**Consigne 1:** Reproduisez fidèlement le passage du texte sur le code d'éthique de la CDPQ qui commence aux mots "La convivialité et" et s'arrête après "de son code d’éthique.".
**Consigne 2:** Nommez les valeurs fondamentales de la CDPQ que cite le texte sur le code d'éthique de la CDPQ.

**Texte:**
····················
La convivialité et la clarté du langage favorisent grandement l’appropriation et l’utilisation des documents internes par les équipes. La Caisse de dépôt et placement du Québec (CDPQ) en a fait l’expérience lors d’une refonte récente de son code d’éthique.

En 2022, la CDPQ a jugé que le temps était venu de revoir en profondeur son code d’éthique. «La Caisse avait connu une évolution majeure sur le plan de ses pratiques d’affaires, des régions où elle mène des activités et des secteurs économiques dans lesquels elle investit; elle était donc susceptible de vivre de nouveaux types d’enjeux éthiques», explique Bruno Duguay, son vice-président et chef, éthique et conformité.

La refonte du code d’éthique ne visait pas seulement la forme, mais aussi l’étendue et la nature de son contenu. L’opération était d’autant plus importante que si ce document ne représente qu’une des composantes d’un code d’éthique plus large, elle en constitue tout de même la pierre angulaire. Chacun des employés de la Caisse doit le lire, tout comme l’ensemble de ceux qui lui fournissent des conseils ou des services.

«Nous voulions un guide qui exprime très clairement nos principales attentes, et surtout nos trois valeurs fondamentales que sont l’intégrité, le respect et le professionnalisme, poursuit le vice-président de l’éthique et de la conformité. C’est essentiel pour protéger notre réputation et pour conserver la confiance de toutes les parties prenantes internes et externes de la Caisse.»
····················
**Données fournies:**
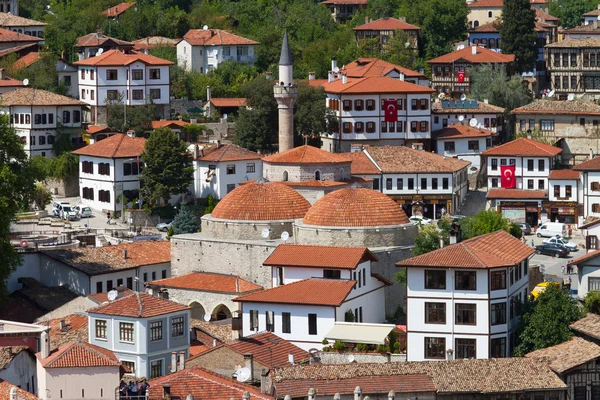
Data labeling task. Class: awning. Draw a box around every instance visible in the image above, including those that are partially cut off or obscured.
[325,322,396,344]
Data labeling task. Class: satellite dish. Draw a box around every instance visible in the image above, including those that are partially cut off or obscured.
[235,368,252,382]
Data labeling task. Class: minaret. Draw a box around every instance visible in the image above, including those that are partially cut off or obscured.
[273,31,298,153]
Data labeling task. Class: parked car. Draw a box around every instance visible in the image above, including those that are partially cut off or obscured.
[544,236,578,251]
[519,222,531,235]
[535,243,569,257]
[156,221,173,232]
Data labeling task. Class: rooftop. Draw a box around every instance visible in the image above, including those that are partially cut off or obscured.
[263,244,379,269]
[481,138,562,157]
[396,230,535,269]
[183,29,260,46]
[73,133,146,158]
[150,272,263,294]
[525,336,600,374]
[42,239,171,275]
[233,278,356,307]
[88,293,189,318]
[302,188,409,227]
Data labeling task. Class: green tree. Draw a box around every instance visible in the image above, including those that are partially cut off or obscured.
[500,0,538,72]
[515,285,582,356]
[140,128,194,204]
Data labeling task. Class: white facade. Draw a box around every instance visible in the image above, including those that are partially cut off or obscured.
[407,260,529,361]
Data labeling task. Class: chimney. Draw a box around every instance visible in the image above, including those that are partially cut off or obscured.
[171,351,177,372]
[244,353,254,382]
[178,351,185,371]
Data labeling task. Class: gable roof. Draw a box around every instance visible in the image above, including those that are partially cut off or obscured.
[88,292,189,318]
[73,133,146,158]
[525,336,600,374]
[73,50,173,67]
[183,29,260,46]
[263,145,350,164]
[149,272,263,294]
[427,46,515,64]
[263,244,378,270]
[396,230,535,268]
[233,278,356,307]
[481,138,562,157]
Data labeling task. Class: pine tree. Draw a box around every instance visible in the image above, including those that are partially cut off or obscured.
[500,0,538,73]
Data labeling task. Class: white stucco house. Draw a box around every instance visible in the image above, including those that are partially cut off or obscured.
[396,231,535,361]
[177,28,260,74]
[234,244,391,350]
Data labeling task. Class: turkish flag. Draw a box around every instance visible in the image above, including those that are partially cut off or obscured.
[500,165,517,189]
[383,100,398,122]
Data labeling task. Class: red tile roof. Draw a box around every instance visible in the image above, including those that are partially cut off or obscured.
[427,46,515,64]
[323,76,434,94]
[36,342,121,368]
[198,144,260,162]
[302,188,409,227]
[100,1,135,17]
[341,151,381,175]
[148,366,275,400]
[211,182,310,221]
[233,278,356,307]
[209,97,247,107]
[88,293,189,318]
[481,138,562,157]
[73,133,146,158]
[183,29,260,46]
[151,272,263,294]
[548,169,580,180]
[73,50,173,67]
[431,122,494,139]
[263,244,379,269]
[396,230,535,268]
[353,17,421,31]
[263,145,349,164]
[486,189,548,200]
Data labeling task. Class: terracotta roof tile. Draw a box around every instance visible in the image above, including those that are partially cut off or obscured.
[525,337,600,374]
[263,145,348,164]
[211,182,310,221]
[427,46,515,64]
[37,342,121,368]
[42,241,171,275]
[263,244,378,269]
[148,366,275,400]
[302,188,409,227]
[73,133,146,158]
[150,272,263,294]
[396,230,535,268]
[481,138,562,157]
[548,169,581,180]
[233,278,356,307]
[88,293,189,318]
[353,17,421,31]
[183,29,260,46]
[431,122,494,139]
[486,189,548,199]
[2,88,87,107]
[365,146,471,173]
[73,50,173,67]
[198,144,260,162]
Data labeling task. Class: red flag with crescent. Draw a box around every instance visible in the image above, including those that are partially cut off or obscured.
[383,100,398,122]
[500,165,517,189]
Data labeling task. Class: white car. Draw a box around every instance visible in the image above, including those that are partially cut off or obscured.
[544,237,577,251]
[409,215,432,225]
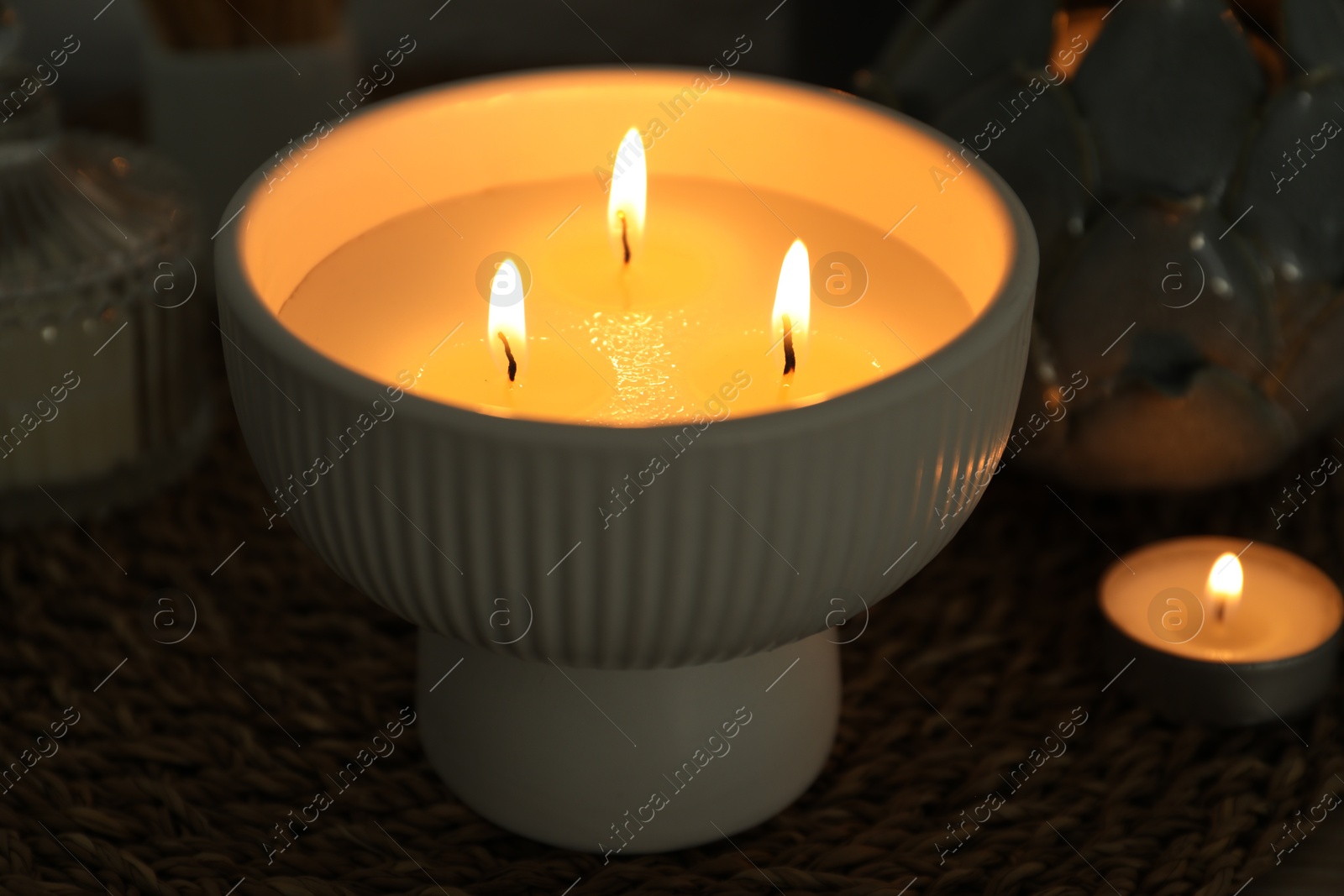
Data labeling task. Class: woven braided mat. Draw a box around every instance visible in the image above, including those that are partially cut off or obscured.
[0,379,1344,896]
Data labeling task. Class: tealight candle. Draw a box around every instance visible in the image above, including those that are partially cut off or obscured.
[1100,537,1344,726]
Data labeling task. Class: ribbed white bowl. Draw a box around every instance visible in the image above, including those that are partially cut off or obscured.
[217,76,1037,669]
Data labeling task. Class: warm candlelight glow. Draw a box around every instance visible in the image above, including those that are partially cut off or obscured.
[1205,552,1242,622]
[606,128,649,265]
[486,259,527,383]
[773,239,811,375]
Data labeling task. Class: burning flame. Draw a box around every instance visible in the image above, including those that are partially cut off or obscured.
[606,128,649,265]
[486,258,527,383]
[771,239,811,375]
[1205,553,1242,622]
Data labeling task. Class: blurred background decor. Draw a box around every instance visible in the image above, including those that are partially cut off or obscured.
[0,7,210,524]
[144,0,354,233]
[856,0,1344,490]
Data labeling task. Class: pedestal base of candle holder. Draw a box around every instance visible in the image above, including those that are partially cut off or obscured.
[417,629,840,853]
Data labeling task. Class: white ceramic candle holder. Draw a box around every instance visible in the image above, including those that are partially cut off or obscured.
[217,69,1037,853]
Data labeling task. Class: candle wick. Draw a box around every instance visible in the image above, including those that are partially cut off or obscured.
[497,331,517,383]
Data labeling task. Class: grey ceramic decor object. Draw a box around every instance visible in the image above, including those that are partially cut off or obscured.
[217,69,1037,853]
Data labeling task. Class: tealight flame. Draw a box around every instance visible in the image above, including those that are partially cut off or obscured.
[486,258,527,383]
[606,128,649,265]
[771,239,811,376]
[1205,552,1242,622]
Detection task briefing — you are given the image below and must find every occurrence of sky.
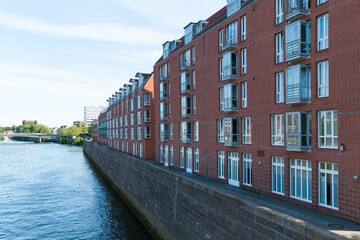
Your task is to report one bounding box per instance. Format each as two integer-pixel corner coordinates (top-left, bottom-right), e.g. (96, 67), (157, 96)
(0, 0), (226, 127)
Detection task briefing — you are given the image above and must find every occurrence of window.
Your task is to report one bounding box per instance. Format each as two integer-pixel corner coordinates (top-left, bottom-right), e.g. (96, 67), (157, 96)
(160, 102), (168, 120)
(137, 127), (142, 141)
(144, 110), (151, 122)
(160, 123), (168, 141)
(170, 146), (174, 166)
(220, 84), (238, 112)
(272, 157), (285, 195)
(194, 121), (199, 142)
(318, 0), (328, 5)
(180, 72), (191, 93)
(144, 93), (150, 106)
(219, 29), (224, 52)
(220, 52), (238, 81)
(241, 16), (247, 41)
(271, 114), (284, 146)
(144, 127), (151, 139)
(290, 159), (312, 202)
(242, 117), (251, 144)
(228, 152), (240, 187)
(319, 162), (339, 209)
(319, 110), (339, 149)
(218, 151), (225, 179)
(318, 14), (329, 51)
(180, 147), (185, 168)
(241, 82), (247, 108)
(276, 33), (284, 63)
(136, 112), (142, 125)
(276, 72), (284, 103)
(186, 148), (192, 173)
(170, 123), (174, 140)
(243, 154), (252, 186)
(193, 95), (196, 115)
(181, 96), (191, 117)
(180, 122), (191, 143)
(276, 0), (284, 24)
(318, 61), (329, 98)
(136, 96), (141, 110)
(194, 148), (199, 172)
(241, 48), (247, 74)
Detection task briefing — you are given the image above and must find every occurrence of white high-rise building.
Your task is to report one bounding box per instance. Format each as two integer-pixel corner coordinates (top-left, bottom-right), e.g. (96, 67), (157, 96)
(84, 106), (105, 126)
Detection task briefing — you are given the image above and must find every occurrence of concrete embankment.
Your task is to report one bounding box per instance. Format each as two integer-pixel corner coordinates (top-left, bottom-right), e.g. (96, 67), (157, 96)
(84, 142), (360, 240)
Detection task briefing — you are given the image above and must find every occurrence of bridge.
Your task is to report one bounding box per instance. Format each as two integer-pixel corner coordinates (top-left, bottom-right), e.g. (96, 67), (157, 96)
(0, 133), (60, 143)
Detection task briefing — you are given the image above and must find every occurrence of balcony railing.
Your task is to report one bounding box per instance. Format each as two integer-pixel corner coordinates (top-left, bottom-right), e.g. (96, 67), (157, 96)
(224, 97), (238, 112)
(285, 0), (310, 22)
(285, 39), (311, 62)
(286, 132), (311, 152)
(224, 133), (239, 147)
(222, 66), (238, 81)
(286, 83), (311, 105)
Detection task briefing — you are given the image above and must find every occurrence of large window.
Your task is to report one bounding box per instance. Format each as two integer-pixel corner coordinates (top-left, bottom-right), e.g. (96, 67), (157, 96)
(318, 14), (329, 51)
(242, 117), (251, 144)
(228, 152), (240, 187)
(319, 110), (339, 149)
(319, 162), (339, 209)
(276, 33), (284, 63)
(318, 61), (329, 98)
(218, 151), (225, 179)
(276, 72), (284, 103)
(290, 159), (312, 202)
(271, 114), (284, 146)
(243, 154), (252, 186)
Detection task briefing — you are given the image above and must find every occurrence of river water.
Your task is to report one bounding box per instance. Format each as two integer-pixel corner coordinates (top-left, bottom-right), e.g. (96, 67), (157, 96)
(0, 142), (151, 240)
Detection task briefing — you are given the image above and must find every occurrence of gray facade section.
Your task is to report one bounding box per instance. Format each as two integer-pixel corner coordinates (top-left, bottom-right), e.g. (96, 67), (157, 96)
(84, 142), (358, 240)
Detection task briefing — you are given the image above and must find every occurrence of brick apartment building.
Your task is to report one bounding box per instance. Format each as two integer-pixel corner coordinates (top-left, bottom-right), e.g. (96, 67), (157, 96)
(94, 73), (155, 160)
(152, 0), (360, 222)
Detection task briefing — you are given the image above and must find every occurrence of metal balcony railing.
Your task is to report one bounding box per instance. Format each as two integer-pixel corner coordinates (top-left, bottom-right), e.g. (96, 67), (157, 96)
(222, 66), (238, 81)
(286, 132), (311, 152)
(285, 39), (311, 62)
(285, 0), (310, 22)
(286, 83), (311, 105)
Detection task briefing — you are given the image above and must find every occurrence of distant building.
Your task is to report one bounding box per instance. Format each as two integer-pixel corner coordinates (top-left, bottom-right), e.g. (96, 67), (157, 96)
(73, 121), (84, 127)
(23, 120), (38, 126)
(84, 106), (105, 126)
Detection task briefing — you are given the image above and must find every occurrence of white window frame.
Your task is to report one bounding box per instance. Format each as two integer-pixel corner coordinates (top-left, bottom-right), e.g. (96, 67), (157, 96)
(276, 72), (284, 103)
(271, 114), (285, 146)
(275, 33), (284, 63)
(271, 157), (285, 195)
(318, 110), (339, 149)
(243, 153), (252, 186)
(317, 14), (329, 51)
(290, 159), (312, 203)
(318, 162), (339, 210)
(241, 48), (247, 74)
(242, 117), (252, 144)
(218, 151), (225, 179)
(317, 60), (329, 98)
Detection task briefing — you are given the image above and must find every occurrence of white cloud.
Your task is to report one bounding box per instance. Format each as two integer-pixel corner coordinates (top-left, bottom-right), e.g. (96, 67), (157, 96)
(0, 11), (174, 46)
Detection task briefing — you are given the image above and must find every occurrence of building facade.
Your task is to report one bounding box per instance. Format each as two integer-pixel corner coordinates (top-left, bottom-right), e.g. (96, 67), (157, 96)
(153, 0), (360, 222)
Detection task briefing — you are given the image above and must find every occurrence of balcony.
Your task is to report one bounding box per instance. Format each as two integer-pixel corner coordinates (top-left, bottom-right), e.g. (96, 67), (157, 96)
(224, 97), (238, 112)
(224, 133), (239, 147)
(285, 39), (311, 62)
(222, 66), (238, 81)
(285, 0), (311, 22)
(286, 132), (311, 152)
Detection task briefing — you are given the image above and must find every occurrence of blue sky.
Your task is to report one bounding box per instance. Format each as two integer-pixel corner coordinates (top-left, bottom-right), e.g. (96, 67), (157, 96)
(0, 0), (226, 127)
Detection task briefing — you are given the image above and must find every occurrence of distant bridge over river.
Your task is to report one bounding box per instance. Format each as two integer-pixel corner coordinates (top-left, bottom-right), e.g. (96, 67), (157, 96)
(0, 133), (60, 143)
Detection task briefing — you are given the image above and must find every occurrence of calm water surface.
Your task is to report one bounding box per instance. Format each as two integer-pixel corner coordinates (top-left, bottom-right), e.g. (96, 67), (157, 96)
(0, 142), (151, 240)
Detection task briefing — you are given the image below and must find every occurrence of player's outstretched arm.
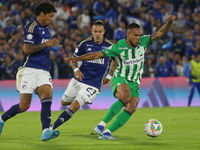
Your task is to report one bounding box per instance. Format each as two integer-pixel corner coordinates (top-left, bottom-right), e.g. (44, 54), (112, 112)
(103, 59), (118, 84)
(23, 38), (60, 54)
(151, 15), (176, 42)
(65, 51), (104, 63)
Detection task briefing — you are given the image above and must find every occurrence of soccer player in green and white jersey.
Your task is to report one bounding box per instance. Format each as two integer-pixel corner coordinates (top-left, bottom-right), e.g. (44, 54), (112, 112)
(65, 15), (176, 139)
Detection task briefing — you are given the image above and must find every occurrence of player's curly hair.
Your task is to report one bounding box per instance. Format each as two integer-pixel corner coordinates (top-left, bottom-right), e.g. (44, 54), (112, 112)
(34, 2), (57, 16)
(92, 20), (104, 26)
(126, 22), (140, 32)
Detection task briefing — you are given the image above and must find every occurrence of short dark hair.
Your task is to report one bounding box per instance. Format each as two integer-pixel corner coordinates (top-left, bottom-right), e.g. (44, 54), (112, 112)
(92, 20), (104, 26)
(126, 22), (140, 32)
(34, 2), (57, 16)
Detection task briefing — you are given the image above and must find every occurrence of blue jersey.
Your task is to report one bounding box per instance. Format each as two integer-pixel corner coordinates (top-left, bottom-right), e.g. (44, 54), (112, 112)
(73, 37), (112, 89)
(21, 20), (51, 71)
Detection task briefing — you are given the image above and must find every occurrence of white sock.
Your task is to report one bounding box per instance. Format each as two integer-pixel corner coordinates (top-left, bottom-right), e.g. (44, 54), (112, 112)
(103, 129), (111, 134)
(0, 116), (4, 122)
(99, 121), (106, 127)
(42, 128), (49, 134)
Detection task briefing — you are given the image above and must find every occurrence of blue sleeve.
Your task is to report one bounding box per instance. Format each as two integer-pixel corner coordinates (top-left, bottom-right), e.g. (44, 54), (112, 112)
(73, 44), (85, 57)
(24, 26), (37, 44)
(188, 64), (192, 83)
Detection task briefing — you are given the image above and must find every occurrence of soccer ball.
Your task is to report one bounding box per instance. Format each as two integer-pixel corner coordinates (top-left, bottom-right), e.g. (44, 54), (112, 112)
(144, 119), (163, 137)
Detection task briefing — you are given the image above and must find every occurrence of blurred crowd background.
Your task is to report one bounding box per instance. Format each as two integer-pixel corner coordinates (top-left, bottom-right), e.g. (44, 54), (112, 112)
(0, 0), (200, 80)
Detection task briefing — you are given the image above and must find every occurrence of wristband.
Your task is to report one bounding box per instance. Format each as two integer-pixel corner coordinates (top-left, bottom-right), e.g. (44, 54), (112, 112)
(51, 45), (60, 53)
(74, 68), (79, 73)
(106, 74), (112, 80)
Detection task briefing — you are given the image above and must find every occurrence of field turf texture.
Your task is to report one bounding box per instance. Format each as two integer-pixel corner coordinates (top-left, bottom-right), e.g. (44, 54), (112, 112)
(0, 107), (200, 150)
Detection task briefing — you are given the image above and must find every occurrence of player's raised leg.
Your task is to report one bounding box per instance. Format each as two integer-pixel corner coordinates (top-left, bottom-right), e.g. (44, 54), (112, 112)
(94, 100), (125, 135)
(0, 93), (32, 135)
(37, 84), (60, 141)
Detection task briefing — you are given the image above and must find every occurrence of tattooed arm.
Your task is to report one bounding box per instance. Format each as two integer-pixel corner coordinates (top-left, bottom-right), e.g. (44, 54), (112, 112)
(23, 38), (60, 54)
(65, 51), (104, 63)
(151, 15), (176, 42)
(108, 59), (118, 76)
(103, 59), (118, 84)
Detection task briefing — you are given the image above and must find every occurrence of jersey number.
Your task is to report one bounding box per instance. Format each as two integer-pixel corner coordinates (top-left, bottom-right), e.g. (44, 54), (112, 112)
(86, 88), (97, 96)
····················
**Réponse finale 1:**
La convivialité et la clarté du langage favorisent grandement l’appropriation et l’utilisation des documents internes par les équipes. La Caisse de dépôt et placement du Québec (CDPQ) en a fait l’expérience lors d’une refonte récente de son code d’éthique.

**Réponse finale 2:**
- l'intégrité
- le respect
- le professionnalisme